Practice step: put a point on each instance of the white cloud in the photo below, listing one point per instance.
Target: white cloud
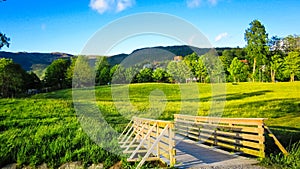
(193, 3)
(43, 26)
(221, 36)
(103, 6)
(197, 3)
(123, 4)
(212, 2)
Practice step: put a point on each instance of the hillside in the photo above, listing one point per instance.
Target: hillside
(39, 61)
(45, 129)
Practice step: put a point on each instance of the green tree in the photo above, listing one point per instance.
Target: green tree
(257, 48)
(238, 70)
(275, 65)
(4, 41)
(11, 78)
(160, 75)
(291, 43)
(145, 75)
(130, 74)
(83, 73)
(117, 74)
(179, 71)
(55, 75)
(32, 81)
(292, 65)
(200, 70)
(102, 71)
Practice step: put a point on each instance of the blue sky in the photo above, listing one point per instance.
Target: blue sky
(67, 25)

════════════════

* EXERCISE *
Copy out the entries exactly. No pictures.

* PROBLEM SOLUTION *
Practice step: put a point on each instance of the white cloud in the photo below, listing one point per instance.
Target: white cloud
(193, 3)
(43, 26)
(221, 36)
(103, 6)
(197, 3)
(123, 4)
(212, 2)
Practice step: put a point on each instance of the hillside in the photo above, listing one point per instance.
Target: hillside
(39, 61)
(45, 129)
Practice step: put a point on each instance of the green tree in the photo above, listing one point per instance.
Target: green tree
(257, 48)
(238, 70)
(275, 65)
(4, 41)
(11, 78)
(160, 75)
(291, 43)
(145, 75)
(130, 74)
(83, 73)
(117, 74)
(179, 71)
(55, 75)
(32, 81)
(292, 65)
(200, 70)
(102, 71)
Practice step: put a point on each instance of the blue sky in the photo above, listing one point per instance.
Target: blue sky
(67, 25)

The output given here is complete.